Aim
Pictures are not part of the copy; repeat everything else in the records exactly.

Records for this exercise

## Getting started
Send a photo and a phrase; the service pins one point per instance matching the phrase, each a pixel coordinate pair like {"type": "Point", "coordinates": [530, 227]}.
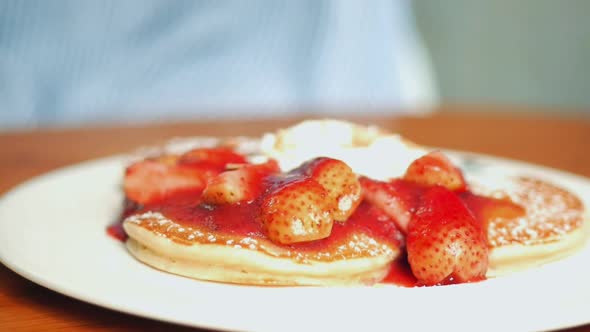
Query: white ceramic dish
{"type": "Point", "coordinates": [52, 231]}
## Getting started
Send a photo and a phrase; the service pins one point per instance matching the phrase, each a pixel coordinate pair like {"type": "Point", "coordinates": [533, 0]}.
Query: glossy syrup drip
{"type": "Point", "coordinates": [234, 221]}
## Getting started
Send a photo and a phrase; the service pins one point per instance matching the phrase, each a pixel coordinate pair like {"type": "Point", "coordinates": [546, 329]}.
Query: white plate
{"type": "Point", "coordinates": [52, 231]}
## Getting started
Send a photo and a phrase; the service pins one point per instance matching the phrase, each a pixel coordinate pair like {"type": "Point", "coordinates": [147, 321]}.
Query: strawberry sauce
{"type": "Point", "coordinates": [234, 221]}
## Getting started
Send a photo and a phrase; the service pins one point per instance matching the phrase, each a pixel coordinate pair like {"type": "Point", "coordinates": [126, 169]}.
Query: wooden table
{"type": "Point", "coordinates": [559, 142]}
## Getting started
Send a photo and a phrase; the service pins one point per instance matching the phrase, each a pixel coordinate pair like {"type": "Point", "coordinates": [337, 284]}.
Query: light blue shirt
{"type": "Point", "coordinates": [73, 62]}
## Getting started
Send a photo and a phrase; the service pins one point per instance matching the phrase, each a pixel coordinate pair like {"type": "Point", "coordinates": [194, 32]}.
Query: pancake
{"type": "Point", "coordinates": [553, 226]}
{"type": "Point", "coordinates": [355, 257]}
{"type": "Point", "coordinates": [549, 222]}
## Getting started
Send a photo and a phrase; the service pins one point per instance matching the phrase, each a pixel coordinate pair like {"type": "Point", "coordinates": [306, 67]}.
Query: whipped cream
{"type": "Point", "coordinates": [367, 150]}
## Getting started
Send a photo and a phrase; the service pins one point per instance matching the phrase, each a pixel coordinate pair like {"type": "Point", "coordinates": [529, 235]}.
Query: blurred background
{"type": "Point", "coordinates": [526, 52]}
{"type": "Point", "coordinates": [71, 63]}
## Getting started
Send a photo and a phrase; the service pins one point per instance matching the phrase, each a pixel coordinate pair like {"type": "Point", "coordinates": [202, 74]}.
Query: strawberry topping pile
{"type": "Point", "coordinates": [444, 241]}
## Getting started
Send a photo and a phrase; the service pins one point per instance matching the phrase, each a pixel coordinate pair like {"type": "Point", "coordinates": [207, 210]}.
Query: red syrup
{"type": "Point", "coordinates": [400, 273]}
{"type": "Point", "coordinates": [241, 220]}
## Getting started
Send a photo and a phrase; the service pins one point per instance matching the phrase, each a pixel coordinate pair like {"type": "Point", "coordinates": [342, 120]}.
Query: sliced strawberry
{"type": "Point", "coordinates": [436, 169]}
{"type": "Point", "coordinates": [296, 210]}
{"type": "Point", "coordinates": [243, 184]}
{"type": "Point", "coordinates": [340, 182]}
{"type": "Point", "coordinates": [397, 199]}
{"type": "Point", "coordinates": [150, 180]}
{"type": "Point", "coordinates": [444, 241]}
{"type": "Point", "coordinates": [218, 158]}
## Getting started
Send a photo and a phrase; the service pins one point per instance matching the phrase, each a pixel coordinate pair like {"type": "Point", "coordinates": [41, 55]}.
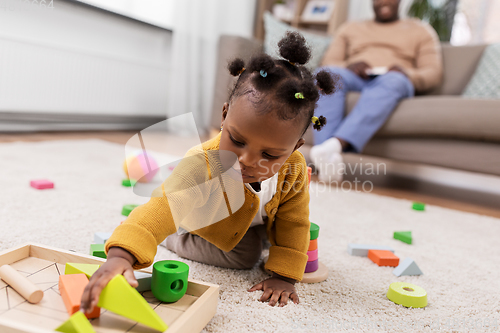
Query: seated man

Problem solution
## Getting started
Send a photo and a phrase; the service pins one point per instance matching the phrase, each a pixel coordinate pair like {"type": "Point", "coordinates": [530, 227]}.
Query: white ceramic dish
{"type": "Point", "coordinates": [52, 231]}
## Getting started
Send a photo and a phrase; the service pins one point per instance matching the phrase, each a pixel coordinate pair like {"type": "Point", "coordinates": [533, 0]}.
Query: glossy syrup drip
{"type": "Point", "coordinates": [234, 221]}
## Getting started
Send a photo and a phrase; the service pins one point per instance matching the phrase, each a pixel coordinate pair like {"type": "Point", "coordinates": [546, 329]}.
Query: white plate
{"type": "Point", "coordinates": [52, 231]}
## Getting started
Send a photo and a phrase; the service pins one point per instance matching the phrase, each a pixel coordinate pair like {"type": "Point", "coordinates": [147, 321]}.
Query: strawberry sauce
{"type": "Point", "coordinates": [234, 221]}
## Getting started
Send a photo and a phrase; the service pins one point per instance matching the phrase, each a pixel coordinate pair like {"type": "Point", "coordinates": [126, 169]}.
Query: wooden table
{"type": "Point", "coordinates": [559, 142]}
## Getting started
Send a photo and a phrase; the service pins one point per instance matching the phrase, each a pixel coordinate pair like {"type": "Point", "coordinates": [337, 284]}.
Query: light blue shirt
{"type": "Point", "coordinates": [73, 62]}
## Getting started
Send a photo and a phrase; the service pins one point per instance matching the phrase, each a pixel coordinate pair like {"type": "Point", "coordinates": [194, 32]}.
Query: pancake
{"type": "Point", "coordinates": [553, 226]}
{"type": "Point", "coordinates": [355, 257]}
{"type": "Point", "coordinates": [549, 222]}
## Getting started
Send a photo and a phrase; the service pins one point per instance matching the phrase, each a pixel coordinate pair like {"type": "Point", "coordinates": [306, 67]}.
Query: whipped cream
{"type": "Point", "coordinates": [367, 150]}
## Getting started
Send a photo and a phrase; the service pins one point per instance matching the phrase, each a pixel coordinate pair like {"type": "Point", "coordinates": [529, 235]}.
Query: blurred background
{"type": "Point", "coordinates": [526, 52]}
{"type": "Point", "coordinates": [71, 63]}
## Getting started
Send a photo and a phrase; the service pins one point per instance matching the phrase, each a pixel coordinate pair like {"type": "Point", "coordinates": [202, 74]}.
Query: strawberry topping pile
{"type": "Point", "coordinates": [444, 241]}
## Getting started
Send a photo and a phrase; the service pins one point per instance matching the phrase, each a pixel coordinate pair like {"type": "Point", "coordinates": [207, 210]}.
Query: red syrup
{"type": "Point", "coordinates": [400, 273]}
{"type": "Point", "coordinates": [241, 220]}
## Getting started
Send a photo and a phrase; the service pins one point per instance matching the phrase, each a pixel coordinate pair like {"type": "Point", "coordinates": [342, 120]}.
Query: sliced strawberry
{"type": "Point", "coordinates": [436, 169]}
{"type": "Point", "coordinates": [296, 210]}
{"type": "Point", "coordinates": [243, 184]}
{"type": "Point", "coordinates": [340, 182]}
{"type": "Point", "coordinates": [397, 199]}
{"type": "Point", "coordinates": [150, 180]}
{"type": "Point", "coordinates": [444, 241]}
{"type": "Point", "coordinates": [218, 158]}
## Getting started
Send a photo and a phrase; the service pins one point per instance matching the phrase, each a pixel coordinate pair like {"type": "Point", "coordinates": [41, 55]}.
Query: seated man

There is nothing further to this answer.